------ Text provided
Pat's Hubba Hubba - Port Chester, NY

Hey man! What’s up? OK, you want Me™ to Fly-ify™ you to “food.” 

Is that correct?

*be dong doop* You said “yeah,” right? Great!

OK! How about we go to Pat’s Hubba Hubba? You’ve been there quite a few (63) times. Sound good?

I’m sorry, “whatever” is a noncommittal response. Do you really want Me™ to take you to Pat’s Hubba Hubba? 

Based on your previous responses, “jeeeesus” means “yes.” All ready to go?


*be dong doop* Alright! Here we go, man! Please stand still for ITPR (intratranspositionalrelocation) travel. Per AGMI standards please keep your arms tightly crossed and heels together. 

3.2.1… fffffffFFFFFFFFFFFFFFFFfffffffffffff


Employee: Hey Boss, the name on the sign isn't right.

Boss: Is that a problem?

Picture C/O Yelp 


Here we are. Pat’s Hubba Hubba. Is that right? Great! 

You want to call “Her”? OK, I’ll call “Her” now.

*be dong doop* Looks like she’s busy. She sent you this custom Me Away™ message. I’ll read it in her voice.


“Oh hey B.F. I’m a sceech busy. Y so srs aboot calling me? J/K J/K LOL ;). Call back soon. Luv ya.”


So, what do you want to order, man? I’m sorry, I don’t see “I already ordered” on the menu. What do you want to order, man? I’ve heard from (Reviewer NaMe™: Dub_Skrull Dicktopus)that the “chili” here is “yo my boi D sells ill X and nugs and any shit u ned. Jus nock d table. He come up and no wat u down 4 right? Fukyea 420 nshiiiii.” 

Does that help you?

I’m sorry, “I already ordered!” isn’t on the menu. 

*be dong doop* OK I’ll “shut up” now.


You want me to call “Her”? OK, I’ll call “Her” now. 

*be dong doop* Looks like she’s busy. She sent you this custom Me Away™ message. I’ll read it in her voice.

“Oh hey B.F. I’m a sceech busy…”

*be dong doop* OK I’ll “shut up” now.


This restaurant is cool. Even though you’ve been here (63 Prev.) times, you’ve never taken a Me™mory. Do you want to make a Me™mory?  Did you say “Fine. Sure.” OK! This’ll be awesome. 

My T-eye-p™ Translator will transcribe a narration over your Me™mory. What genre would you like the description in? Horror? Fantasy? Hard Boiled Thriller? Memoir? 

OK! What type of memoir? Interpretive? Straightforward? Nostalgic. OK, Nostalgic it is. Here we go!
------------
Prompt 1: List the genres offered for the narration in the text about Pat's Hubba Hubba.
Prompt 2: In the text about Pat's Hubba Hubba, write out the passage from "Pat's Hubba Hubba" up to and including "times. Sound good?", replacing "food" with "pizza".
------ Provided data
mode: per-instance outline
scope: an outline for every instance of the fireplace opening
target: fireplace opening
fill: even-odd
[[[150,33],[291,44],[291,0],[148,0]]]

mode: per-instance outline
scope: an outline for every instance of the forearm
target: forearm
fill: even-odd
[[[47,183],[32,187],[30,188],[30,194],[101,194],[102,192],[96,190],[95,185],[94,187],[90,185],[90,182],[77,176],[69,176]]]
------------
------ Provided data
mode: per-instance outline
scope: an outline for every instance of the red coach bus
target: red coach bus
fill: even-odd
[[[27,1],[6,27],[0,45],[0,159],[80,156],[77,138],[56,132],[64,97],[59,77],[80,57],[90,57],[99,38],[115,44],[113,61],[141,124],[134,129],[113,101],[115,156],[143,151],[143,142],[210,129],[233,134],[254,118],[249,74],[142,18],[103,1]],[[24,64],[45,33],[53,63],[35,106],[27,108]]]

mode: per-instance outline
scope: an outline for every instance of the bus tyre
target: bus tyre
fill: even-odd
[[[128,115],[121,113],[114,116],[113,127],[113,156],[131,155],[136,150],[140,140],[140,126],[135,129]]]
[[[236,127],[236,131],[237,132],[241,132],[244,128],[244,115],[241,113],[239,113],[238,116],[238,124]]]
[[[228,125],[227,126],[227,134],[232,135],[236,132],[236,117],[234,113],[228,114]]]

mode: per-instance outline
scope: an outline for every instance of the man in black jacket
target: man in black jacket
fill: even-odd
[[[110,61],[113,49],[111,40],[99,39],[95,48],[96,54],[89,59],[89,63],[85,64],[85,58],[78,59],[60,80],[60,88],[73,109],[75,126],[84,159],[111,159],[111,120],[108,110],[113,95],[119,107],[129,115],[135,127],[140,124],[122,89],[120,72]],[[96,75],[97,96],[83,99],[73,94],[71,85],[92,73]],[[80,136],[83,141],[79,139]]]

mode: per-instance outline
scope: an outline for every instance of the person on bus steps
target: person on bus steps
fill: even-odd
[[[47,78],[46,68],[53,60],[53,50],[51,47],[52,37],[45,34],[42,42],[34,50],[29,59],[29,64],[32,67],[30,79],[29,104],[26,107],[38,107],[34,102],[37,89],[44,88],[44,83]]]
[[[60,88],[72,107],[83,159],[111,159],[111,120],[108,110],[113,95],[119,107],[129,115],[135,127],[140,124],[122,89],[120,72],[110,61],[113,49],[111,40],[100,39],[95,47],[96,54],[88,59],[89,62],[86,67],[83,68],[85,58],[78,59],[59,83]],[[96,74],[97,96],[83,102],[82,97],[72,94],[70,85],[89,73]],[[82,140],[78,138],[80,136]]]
------------
Answer 1: Horror, Fantasy, Hard Boiled Thriller, Memoir

Answer 2:
Pat's Hubba Hubba - Port Chester, NY

Hey man! What’s up? OK, you want Me™ to Fly-ify™ you to “pizza.” 

Is that correct?

*be dong doop* You said “yeah,” right? Great!

OK! How about we go to Pat’s Hubba Hubba? You’ve been there quite a few (63) times. Sound good?